> _Problème à résoudre_:
Recopiez à l'identique le matériel ci-dessous, en commençant à la ligne qui contient « Kindly give the mask of every instance of the blue » et en vous arrêtant après celle qui contient « 7 32 L 4 36 ».
----- Matériel fourni -----
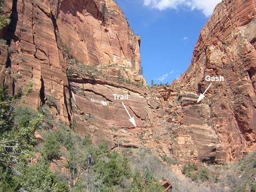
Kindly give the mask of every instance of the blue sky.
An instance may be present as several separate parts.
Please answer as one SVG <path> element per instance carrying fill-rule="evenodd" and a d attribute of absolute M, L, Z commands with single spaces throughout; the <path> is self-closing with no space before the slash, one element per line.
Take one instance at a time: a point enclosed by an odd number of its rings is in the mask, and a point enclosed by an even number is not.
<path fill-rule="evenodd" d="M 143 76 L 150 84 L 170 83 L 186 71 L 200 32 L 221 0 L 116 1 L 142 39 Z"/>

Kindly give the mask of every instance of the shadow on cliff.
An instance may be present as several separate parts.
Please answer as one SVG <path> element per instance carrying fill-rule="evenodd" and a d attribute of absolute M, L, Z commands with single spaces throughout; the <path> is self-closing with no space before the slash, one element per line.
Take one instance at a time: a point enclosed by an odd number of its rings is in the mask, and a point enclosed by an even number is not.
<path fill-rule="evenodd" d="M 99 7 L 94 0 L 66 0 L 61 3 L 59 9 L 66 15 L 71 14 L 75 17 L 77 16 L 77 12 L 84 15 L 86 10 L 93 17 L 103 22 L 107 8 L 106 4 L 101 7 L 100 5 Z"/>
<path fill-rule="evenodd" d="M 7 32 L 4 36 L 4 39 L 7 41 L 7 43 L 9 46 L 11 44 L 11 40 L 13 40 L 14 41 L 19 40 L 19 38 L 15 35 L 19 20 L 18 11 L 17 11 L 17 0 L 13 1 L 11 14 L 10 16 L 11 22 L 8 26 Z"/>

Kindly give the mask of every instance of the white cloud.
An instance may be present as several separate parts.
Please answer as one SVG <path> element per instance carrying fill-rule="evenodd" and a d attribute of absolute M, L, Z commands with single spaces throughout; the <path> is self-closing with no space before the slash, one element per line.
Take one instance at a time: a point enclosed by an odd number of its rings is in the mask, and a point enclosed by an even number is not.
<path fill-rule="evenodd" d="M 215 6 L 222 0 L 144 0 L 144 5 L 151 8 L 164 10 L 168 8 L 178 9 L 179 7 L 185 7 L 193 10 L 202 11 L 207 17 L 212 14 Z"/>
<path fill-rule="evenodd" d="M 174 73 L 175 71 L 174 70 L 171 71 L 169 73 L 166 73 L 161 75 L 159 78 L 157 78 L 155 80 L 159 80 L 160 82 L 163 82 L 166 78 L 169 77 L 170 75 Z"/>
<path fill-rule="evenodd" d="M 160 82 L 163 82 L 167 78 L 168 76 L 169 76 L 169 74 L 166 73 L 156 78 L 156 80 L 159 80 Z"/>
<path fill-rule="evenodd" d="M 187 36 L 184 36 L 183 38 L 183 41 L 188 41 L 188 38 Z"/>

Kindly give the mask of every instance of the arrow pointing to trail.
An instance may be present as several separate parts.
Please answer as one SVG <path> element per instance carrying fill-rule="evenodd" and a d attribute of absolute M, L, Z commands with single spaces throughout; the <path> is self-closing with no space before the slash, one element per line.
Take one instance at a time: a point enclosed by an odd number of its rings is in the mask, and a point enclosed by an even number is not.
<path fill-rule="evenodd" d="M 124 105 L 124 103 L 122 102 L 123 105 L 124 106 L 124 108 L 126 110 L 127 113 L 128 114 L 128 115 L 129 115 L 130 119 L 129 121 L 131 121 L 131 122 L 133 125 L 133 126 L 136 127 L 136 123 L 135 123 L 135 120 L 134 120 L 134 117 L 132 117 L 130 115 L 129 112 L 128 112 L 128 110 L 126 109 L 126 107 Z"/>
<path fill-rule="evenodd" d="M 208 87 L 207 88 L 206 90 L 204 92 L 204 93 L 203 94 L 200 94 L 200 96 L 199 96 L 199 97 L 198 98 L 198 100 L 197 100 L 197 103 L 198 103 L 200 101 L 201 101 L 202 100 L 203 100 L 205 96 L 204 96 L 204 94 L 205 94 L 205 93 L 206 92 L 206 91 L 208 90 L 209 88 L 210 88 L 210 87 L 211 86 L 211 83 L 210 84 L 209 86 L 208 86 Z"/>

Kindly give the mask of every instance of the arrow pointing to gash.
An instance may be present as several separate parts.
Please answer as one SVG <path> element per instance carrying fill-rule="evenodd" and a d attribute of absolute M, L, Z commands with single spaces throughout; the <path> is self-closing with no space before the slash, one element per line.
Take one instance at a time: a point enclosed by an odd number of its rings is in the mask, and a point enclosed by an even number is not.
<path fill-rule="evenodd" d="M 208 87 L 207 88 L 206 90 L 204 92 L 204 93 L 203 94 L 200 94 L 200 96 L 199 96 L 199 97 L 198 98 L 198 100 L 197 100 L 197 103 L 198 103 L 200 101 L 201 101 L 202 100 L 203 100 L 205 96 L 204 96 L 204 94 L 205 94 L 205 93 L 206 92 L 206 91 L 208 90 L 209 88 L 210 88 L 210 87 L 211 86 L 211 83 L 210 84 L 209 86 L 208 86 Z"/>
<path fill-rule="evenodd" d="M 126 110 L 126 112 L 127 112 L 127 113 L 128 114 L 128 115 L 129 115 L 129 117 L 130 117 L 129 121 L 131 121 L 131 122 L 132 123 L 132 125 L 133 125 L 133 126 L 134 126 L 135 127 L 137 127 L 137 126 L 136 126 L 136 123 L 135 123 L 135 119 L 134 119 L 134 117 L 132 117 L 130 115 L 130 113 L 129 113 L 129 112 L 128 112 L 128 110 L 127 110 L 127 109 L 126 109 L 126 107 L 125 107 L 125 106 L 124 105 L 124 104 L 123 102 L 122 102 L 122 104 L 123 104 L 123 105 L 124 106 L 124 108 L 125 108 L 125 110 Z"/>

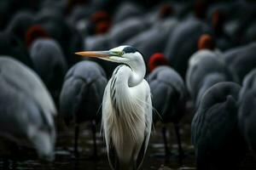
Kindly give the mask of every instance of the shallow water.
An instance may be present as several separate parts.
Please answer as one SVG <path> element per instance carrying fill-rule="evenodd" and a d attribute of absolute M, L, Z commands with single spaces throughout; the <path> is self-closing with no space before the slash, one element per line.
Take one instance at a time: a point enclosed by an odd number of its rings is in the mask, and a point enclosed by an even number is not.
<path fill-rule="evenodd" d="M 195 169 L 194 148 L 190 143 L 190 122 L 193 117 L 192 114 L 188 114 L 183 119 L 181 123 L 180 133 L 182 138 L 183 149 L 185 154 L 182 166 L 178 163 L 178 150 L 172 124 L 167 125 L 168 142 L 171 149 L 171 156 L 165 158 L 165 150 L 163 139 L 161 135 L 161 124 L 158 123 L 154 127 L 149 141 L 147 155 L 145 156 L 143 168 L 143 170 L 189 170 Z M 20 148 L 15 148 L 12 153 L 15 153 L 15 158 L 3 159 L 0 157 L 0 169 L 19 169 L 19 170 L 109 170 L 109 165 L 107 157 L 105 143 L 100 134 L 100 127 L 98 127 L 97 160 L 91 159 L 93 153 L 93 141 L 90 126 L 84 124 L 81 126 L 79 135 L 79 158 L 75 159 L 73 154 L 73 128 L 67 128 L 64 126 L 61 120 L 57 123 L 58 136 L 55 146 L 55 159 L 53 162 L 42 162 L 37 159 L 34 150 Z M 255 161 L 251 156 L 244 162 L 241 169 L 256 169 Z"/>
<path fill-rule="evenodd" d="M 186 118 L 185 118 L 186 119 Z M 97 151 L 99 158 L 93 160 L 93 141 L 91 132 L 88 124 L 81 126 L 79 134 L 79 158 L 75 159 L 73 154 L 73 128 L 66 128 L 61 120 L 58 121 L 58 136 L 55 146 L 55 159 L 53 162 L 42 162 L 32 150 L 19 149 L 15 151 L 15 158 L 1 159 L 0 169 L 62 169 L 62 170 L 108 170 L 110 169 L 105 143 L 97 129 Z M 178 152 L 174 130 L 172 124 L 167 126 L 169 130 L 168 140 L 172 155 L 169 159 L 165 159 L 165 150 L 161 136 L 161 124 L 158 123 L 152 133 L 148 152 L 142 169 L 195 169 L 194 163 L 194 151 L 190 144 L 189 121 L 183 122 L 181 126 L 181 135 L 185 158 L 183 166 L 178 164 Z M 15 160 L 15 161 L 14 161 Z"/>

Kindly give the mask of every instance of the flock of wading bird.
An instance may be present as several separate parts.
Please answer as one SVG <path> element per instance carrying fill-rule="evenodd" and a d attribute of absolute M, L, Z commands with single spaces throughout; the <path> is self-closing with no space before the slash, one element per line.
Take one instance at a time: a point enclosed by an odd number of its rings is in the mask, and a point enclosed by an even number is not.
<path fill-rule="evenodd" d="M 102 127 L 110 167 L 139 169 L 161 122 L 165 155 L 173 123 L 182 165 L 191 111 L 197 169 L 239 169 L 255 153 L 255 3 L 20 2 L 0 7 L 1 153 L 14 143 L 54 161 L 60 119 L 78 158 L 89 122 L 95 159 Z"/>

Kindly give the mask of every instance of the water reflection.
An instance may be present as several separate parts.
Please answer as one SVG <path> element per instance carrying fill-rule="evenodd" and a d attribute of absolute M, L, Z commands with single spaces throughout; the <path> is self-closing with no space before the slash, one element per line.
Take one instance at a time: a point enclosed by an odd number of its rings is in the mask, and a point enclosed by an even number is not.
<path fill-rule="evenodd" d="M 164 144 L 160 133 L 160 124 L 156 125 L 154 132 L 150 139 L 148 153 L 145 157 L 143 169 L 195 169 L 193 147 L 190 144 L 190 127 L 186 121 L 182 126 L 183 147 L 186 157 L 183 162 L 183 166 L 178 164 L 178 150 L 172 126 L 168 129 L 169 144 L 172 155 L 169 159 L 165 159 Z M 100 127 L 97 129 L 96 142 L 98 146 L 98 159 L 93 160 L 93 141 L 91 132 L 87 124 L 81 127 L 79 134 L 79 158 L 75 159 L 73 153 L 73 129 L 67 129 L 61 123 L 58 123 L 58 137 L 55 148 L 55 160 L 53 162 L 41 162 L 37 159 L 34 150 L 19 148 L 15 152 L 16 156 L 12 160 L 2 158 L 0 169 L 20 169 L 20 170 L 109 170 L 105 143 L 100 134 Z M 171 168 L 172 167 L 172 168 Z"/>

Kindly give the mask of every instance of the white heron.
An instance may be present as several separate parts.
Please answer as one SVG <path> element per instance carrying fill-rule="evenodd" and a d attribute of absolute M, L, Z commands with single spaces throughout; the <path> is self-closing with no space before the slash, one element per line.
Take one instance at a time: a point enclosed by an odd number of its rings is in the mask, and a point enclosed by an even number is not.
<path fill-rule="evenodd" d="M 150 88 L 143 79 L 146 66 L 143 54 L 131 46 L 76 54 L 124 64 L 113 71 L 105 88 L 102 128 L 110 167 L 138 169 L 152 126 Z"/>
-----
----- Matériel fourni -----
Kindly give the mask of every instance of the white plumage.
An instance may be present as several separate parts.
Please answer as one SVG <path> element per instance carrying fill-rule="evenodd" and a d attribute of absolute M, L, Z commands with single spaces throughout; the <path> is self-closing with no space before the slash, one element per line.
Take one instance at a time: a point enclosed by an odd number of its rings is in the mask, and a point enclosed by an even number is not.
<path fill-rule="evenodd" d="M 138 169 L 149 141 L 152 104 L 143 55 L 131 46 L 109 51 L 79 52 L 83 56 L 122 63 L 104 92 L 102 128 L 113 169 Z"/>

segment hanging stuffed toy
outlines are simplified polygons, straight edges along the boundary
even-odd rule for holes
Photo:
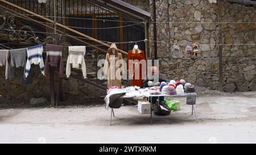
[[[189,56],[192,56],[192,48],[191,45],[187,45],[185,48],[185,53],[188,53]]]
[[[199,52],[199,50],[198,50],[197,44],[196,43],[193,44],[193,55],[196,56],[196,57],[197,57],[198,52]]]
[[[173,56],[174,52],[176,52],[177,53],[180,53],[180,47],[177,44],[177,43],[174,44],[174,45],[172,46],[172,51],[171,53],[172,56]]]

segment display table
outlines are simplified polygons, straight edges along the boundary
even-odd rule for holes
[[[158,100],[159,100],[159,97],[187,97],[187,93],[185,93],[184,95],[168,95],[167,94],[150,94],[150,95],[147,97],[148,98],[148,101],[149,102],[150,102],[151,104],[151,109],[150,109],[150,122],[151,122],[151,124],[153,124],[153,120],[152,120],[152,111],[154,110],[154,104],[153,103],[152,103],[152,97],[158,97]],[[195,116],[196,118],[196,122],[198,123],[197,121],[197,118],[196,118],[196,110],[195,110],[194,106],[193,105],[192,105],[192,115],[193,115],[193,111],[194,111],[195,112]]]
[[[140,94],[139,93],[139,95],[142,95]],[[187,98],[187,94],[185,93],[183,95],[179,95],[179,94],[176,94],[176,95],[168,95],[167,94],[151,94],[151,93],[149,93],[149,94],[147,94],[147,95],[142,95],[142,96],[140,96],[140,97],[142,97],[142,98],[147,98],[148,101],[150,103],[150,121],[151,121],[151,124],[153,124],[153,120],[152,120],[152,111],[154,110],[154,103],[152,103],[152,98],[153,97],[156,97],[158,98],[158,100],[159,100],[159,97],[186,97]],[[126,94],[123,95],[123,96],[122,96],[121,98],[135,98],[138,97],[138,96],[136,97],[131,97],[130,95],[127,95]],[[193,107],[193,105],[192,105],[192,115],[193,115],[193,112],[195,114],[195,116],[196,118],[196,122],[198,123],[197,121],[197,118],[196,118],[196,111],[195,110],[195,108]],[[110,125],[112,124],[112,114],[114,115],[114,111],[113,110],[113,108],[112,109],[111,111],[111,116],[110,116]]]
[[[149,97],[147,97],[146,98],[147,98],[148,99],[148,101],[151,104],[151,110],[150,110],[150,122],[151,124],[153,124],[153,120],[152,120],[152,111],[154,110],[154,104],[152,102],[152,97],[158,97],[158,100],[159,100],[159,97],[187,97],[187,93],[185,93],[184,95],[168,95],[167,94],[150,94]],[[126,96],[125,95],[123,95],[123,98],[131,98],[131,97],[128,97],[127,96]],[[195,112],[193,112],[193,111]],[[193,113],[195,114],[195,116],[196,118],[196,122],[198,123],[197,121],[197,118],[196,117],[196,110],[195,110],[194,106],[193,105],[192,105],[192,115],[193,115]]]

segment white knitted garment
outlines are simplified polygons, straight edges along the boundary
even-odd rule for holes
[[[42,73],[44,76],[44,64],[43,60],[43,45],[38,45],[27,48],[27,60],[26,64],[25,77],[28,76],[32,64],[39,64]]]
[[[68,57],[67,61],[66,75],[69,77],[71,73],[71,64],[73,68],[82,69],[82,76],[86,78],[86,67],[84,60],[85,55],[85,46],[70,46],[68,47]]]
-----
----- Matériel fourni -----
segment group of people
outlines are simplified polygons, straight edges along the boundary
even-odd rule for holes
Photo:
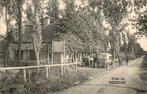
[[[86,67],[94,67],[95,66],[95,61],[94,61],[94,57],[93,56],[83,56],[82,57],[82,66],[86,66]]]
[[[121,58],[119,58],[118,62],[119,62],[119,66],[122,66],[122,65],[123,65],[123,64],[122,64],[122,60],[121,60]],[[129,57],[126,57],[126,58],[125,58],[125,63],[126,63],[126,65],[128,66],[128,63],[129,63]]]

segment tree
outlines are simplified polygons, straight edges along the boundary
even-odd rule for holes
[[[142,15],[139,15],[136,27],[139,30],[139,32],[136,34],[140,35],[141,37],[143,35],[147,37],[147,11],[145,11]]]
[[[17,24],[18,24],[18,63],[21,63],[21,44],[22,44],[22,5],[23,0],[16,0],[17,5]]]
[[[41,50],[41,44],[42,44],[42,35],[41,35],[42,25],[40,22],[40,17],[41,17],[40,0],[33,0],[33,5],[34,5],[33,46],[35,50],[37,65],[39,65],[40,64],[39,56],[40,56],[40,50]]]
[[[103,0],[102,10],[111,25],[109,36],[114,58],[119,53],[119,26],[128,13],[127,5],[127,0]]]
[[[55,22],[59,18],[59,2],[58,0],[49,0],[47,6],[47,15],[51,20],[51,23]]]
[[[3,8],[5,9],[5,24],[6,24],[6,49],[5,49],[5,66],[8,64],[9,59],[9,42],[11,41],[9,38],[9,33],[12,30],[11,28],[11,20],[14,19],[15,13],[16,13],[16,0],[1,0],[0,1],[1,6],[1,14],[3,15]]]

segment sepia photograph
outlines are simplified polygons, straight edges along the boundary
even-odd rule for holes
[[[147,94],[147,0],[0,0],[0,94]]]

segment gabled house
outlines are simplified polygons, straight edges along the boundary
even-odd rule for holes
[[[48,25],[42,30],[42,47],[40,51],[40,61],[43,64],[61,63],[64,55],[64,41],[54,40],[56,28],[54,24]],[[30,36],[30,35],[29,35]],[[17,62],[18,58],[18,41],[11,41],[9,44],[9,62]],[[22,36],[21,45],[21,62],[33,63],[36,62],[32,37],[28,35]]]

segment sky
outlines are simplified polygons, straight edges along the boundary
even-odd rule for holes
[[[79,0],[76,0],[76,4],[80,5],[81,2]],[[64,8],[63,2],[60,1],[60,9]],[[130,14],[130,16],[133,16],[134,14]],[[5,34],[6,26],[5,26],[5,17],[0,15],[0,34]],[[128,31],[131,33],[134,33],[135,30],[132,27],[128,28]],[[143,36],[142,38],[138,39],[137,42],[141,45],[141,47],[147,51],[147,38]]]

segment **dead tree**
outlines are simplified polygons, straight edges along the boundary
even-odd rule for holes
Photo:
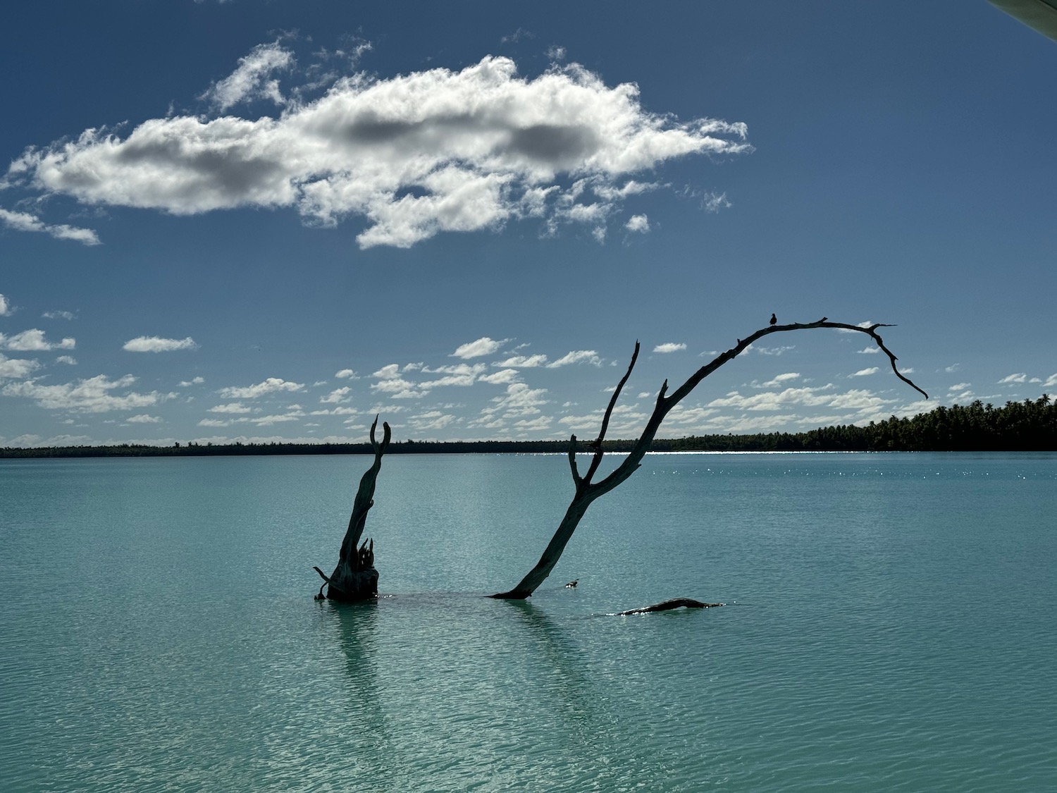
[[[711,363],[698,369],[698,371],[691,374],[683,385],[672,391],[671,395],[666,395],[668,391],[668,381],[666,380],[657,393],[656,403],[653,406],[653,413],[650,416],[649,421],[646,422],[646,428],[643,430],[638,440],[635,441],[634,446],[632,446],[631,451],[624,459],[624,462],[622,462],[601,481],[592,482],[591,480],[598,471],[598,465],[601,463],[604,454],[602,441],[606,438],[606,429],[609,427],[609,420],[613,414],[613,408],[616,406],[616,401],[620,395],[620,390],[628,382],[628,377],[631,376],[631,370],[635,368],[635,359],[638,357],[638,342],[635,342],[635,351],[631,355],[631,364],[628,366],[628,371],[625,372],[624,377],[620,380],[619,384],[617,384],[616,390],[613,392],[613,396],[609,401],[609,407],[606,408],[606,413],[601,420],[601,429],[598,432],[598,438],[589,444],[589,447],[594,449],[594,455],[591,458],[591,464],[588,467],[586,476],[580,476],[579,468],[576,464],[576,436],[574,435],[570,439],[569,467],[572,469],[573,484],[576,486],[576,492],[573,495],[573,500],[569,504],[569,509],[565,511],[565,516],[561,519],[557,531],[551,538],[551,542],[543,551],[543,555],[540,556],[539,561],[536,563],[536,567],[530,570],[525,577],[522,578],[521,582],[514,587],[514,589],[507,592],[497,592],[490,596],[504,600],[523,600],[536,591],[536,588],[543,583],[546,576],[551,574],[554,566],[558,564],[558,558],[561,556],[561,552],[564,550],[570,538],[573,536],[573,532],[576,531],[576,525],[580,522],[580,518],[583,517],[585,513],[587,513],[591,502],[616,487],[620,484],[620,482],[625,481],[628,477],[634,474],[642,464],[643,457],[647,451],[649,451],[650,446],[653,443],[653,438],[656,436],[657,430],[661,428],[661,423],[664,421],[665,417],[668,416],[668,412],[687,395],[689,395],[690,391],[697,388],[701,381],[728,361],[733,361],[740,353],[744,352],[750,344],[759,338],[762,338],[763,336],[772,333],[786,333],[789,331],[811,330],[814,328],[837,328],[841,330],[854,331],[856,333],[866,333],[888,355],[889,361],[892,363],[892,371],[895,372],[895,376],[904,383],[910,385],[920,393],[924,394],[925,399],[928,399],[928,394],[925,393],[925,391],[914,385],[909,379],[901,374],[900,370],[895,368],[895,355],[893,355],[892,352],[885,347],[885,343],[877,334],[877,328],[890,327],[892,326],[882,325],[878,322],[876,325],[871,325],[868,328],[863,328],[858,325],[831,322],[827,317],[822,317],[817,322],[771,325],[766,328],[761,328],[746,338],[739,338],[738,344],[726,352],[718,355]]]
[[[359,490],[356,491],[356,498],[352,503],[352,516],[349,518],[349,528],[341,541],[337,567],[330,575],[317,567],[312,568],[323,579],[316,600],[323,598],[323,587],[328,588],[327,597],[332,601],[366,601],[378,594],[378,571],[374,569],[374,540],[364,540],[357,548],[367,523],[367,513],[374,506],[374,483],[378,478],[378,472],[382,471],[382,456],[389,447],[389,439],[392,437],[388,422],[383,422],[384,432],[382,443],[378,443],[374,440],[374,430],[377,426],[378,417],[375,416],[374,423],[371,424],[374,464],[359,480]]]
-----
> _Problème résolu_:
Kindly give the mask of every instance of the blue sky.
An instance may be present as several separate parts.
Please answer as one SVG <path> element per instance carrying fill-rule="evenodd" and a d attribute of absolute M, L, Z commands with single spaces throughout; the <path> is self-closing with no space before the slash, one element per line.
Take one instance at a time: a point enclosed by an odd number of its rings is in the mask, and a point enclosed by an even number is not.
<path fill-rule="evenodd" d="M 143 76 L 150 84 L 170 83 L 186 71 L 200 32 L 221 0 L 116 1 L 142 39 Z"/>

Kindly give the mask of every instance of the shadow on cliff.
An instance may be present as several separate parts.
Please answer as one SVG <path> element per instance carrying fill-rule="evenodd" and a d attribute of absolute M, L, Z commands with single spaces throughout; the <path> is self-closing with no space before the slash, one element per line.
Take one instance at a time: a point enclosed by an odd number of its rings is in the mask, and a point enclosed by an even number is not.
<path fill-rule="evenodd" d="M 99 7 L 94 0 L 66 0 L 61 3 L 59 9 L 66 15 L 71 14 L 75 17 L 77 16 L 77 12 L 84 15 L 86 10 L 93 17 L 103 22 L 107 8 L 106 4 L 101 7 L 100 5 Z"/>
<path fill-rule="evenodd" d="M 7 32 L 4 36 L 4 39 L 7 41 L 7 43 L 9 46 L 11 44 L 11 40 L 13 40 L 14 41 L 19 40 L 19 38 L 15 35 L 19 20 L 18 11 L 17 11 L 17 0 L 13 1 L 11 14 L 10 16 L 11 22 L 8 26 Z"/>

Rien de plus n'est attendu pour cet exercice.